# WHAT THE TASK REQUIRES
Only the line containing "negative clicks: (45, 85)" and the lines after it, through the end of the data below, are to be returned, each exactly as it stands.

═════ INPUT DATA

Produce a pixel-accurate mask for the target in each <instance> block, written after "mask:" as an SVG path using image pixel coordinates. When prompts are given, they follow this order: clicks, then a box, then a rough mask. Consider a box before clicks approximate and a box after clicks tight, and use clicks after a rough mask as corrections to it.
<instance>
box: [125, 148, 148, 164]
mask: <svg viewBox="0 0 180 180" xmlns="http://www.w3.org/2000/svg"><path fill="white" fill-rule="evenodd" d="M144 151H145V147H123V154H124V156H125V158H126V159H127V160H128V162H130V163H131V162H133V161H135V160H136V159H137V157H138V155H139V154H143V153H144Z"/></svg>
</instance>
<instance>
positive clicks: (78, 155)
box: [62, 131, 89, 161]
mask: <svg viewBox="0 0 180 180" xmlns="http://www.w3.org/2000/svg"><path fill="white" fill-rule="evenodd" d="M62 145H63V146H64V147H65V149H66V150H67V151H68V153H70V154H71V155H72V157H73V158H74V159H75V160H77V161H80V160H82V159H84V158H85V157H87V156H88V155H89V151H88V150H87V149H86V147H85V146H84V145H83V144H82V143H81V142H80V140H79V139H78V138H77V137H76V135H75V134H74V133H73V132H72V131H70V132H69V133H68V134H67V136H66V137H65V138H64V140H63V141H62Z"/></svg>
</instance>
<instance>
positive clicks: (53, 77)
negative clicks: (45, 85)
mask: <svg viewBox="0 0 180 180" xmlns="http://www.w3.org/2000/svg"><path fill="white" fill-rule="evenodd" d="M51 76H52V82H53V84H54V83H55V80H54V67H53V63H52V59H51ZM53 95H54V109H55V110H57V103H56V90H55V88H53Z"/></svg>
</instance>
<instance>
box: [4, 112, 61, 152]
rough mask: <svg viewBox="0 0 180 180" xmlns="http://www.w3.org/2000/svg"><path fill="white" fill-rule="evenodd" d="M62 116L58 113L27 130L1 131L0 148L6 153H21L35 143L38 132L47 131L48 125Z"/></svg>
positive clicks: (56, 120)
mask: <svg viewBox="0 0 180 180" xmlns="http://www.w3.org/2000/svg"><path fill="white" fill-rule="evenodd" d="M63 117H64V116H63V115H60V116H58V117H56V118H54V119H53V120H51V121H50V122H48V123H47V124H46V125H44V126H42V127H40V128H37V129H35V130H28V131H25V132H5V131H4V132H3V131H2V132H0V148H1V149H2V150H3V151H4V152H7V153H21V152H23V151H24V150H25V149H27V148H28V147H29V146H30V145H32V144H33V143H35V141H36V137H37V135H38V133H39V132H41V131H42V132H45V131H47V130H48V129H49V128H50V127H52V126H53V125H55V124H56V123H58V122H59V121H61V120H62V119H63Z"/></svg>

══════════

# REPLY TO THE EXERCISE
negative clicks: (45, 85)
mask: <svg viewBox="0 0 180 180" xmlns="http://www.w3.org/2000/svg"><path fill="white" fill-rule="evenodd" d="M51 76H52V82H53V84H54V83H55V80H54V67H53V63H52V59H51ZM53 95H54V109H55V110H57V103H56V90H55V88H53Z"/></svg>
</instance>
<instance>
box: [4, 112, 61, 152]
rough mask: <svg viewBox="0 0 180 180" xmlns="http://www.w3.org/2000/svg"><path fill="white" fill-rule="evenodd" d="M62 116L58 113L27 130L1 131L0 148L6 153H21L35 143L38 132L47 131L48 125Z"/></svg>
positive clicks: (56, 120)
mask: <svg viewBox="0 0 180 180" xmlns="http://www.w3.org/2000/svg"><path fill="white" fill-rule="evenodd" d="M63 117H64V116H63V115H60V116H58V117H56V118H54V119H53V120H51V121H50V122H48V123H47V124H46V125H44V126H42V127H40V128H37V129H35V130H28V131H25V132H5V131H4V132H3V131H2V132H0V148H1V149H2V150H3V151H4V152H7V153H21V152H23V151H24V150H25V149H27V148H28V147H29V146H30V145H32V144H33V143H35V141H36V137H37V135H38V133H39V132H41V131H42V132H45V131H47V130H48V129H49V128H50V127H52V126H53V125H55V124H56V123H58V122H59V121H61V120H62V119H63Z"/></svg>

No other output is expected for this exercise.